▶ **Work order**
Pick up the soft fruit harvest notes below after their last sentence and write the next part.
╭─ Text excerpt
Home made jam is now a special treat brought out to impress and delight guests with tastes and flavours of summer. As kids we just enjoyed the taste of fresh berries picked from the bush and eaten immediately. We had no idea that these were packed with vitamins, minerals and antioxidants and would ensure good health. Today there is such a wide variety of fruit available to grow that you can eat a very healthy diet of fresh fruit from the first strawberries at the end of May till the last greenhouse grapes in December, all from your own garden.

Harvesting the soft fruit

Early strawberries were a disaster as botrytis rotted most of the fruit, but Rhapsody and Symphony being a bit later in fruiting missed the worst of the rain, so I got nearly 50% of the crop.
My summer raspberries are only recently planted, but the crop is being swamped by very vigorous growth from new canes. Autumn Bliss is very late so only time will tell if we get a crop this year.
Red currants, blackcurrants, saskatoons, blueberries and gooseberries are all giving huge crops, and if we get a late summer my figs will produce a bumper crop as it is really loaded with good sized figs. Bramble Helen has started to crop and looks excellent and my outdoor cherry Cherokee has a small but very tasty crop of cherries. The dwarf cherry trees are well netted from birds.
╰─
╭─ Supplied material
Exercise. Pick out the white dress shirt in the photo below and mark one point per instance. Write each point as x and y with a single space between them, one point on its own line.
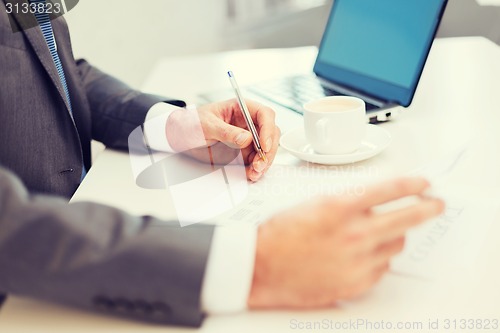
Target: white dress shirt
229 270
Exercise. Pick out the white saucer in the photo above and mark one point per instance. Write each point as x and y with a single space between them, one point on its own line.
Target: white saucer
377 139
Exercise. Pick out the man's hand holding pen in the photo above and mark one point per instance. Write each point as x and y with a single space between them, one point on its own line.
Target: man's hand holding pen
224 123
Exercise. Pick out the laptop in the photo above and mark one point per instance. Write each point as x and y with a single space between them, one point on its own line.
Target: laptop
372 49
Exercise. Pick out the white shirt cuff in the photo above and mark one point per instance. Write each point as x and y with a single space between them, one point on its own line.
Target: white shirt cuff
155 124
229 272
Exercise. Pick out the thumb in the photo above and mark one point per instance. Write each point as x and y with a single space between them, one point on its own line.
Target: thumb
230 134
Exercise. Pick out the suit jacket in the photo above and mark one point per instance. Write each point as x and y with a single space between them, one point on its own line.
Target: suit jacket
99 258
85 255
40 139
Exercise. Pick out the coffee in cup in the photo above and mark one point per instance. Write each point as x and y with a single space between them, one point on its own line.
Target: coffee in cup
335 125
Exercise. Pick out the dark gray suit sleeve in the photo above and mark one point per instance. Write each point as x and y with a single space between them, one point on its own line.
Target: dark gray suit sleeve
99 258
116 108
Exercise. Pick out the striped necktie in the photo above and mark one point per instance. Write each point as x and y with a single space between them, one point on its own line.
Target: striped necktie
44 21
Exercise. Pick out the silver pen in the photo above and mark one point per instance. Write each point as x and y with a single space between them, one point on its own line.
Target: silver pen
247 116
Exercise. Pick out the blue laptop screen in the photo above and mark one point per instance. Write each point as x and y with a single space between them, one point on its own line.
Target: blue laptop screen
379 47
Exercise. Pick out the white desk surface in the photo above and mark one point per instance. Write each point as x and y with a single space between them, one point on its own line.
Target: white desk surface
456 102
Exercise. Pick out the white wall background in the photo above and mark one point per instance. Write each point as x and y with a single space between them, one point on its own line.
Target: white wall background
126 37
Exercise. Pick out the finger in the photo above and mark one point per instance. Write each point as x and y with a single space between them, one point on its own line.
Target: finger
252 174
221 131
264 118
260 165
393 225
392 190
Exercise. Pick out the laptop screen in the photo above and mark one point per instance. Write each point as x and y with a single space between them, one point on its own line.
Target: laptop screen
379 47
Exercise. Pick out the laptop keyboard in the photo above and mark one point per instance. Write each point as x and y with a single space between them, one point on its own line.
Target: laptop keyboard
293 92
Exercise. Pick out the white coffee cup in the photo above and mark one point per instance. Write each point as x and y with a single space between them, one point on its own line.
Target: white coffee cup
335 125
╰─
▶ **Exercise answer**
Using and preserving berries

Although we eat our berries fresh throughout the summer at breakfast, lunch and supper time almost every day, and consume a fair bit while picking them, there is always ample left over for freezing and preserves. We can eat all our cherries and figs as they ripen, but most other fruit get preserved as jam, compotes, summer puddings, muffins or fermented to stock up my wine cellar.
Summer is jam making time. In my youth before freezers were invented, I would make about 100 jars of jam and store them in a cool place over winter. I could easily eat 2lbs of jam a week.
However, today, jam is now made with fruit from the freezer as required, and I eat a bit less.
Anna has been busy making some blackcurrant, saskatoon and strawberry jam as well as apricot from dried fruit, and a particularly good mix of rhubarb, fig and prune.
As the crops come in and our four freezers fill up, I will have to start my wine making season to make room in the freezers for more berries. This will be the first year I will make gooseberry wine, but we have had very heavy crops, so nothing gets wasted. Gooseberries are also brilliant when slightly stewed and sweetened and used in muesli at breakfast or in Greek yoghurt and a spoonful of honey for lunch.
All of the summer berries make excellent compote used all year round and summer puddings. Compote is invaluable with muesli, yoghurt and puddings.
Our blackcurrant crop is so heavy that we will be trying some as a health drink high in vitamin C and antioxidants. This can be stored in plastic bottles in the freezer. We are also looking forward to trying the blackcurrant Liqueur De Cassis, which hopefully will be ready for Christmas.

Plant of the week

Tuberous Begonias are extremely reliable, and even in these wet sunless summers they still cover themselves in masses of bright flowers. They are perfect for mass planting in beds or individually as specimens in a large tub. Give them good soil, a wee bit fertiliser and don’t let them dry out in a normal summer. Tubers are not cheap, but they last a lifetime and will slowly multiply, as they can be divided in spring, (cut the tuber with a sharp knife) once you can see where the young shoots are.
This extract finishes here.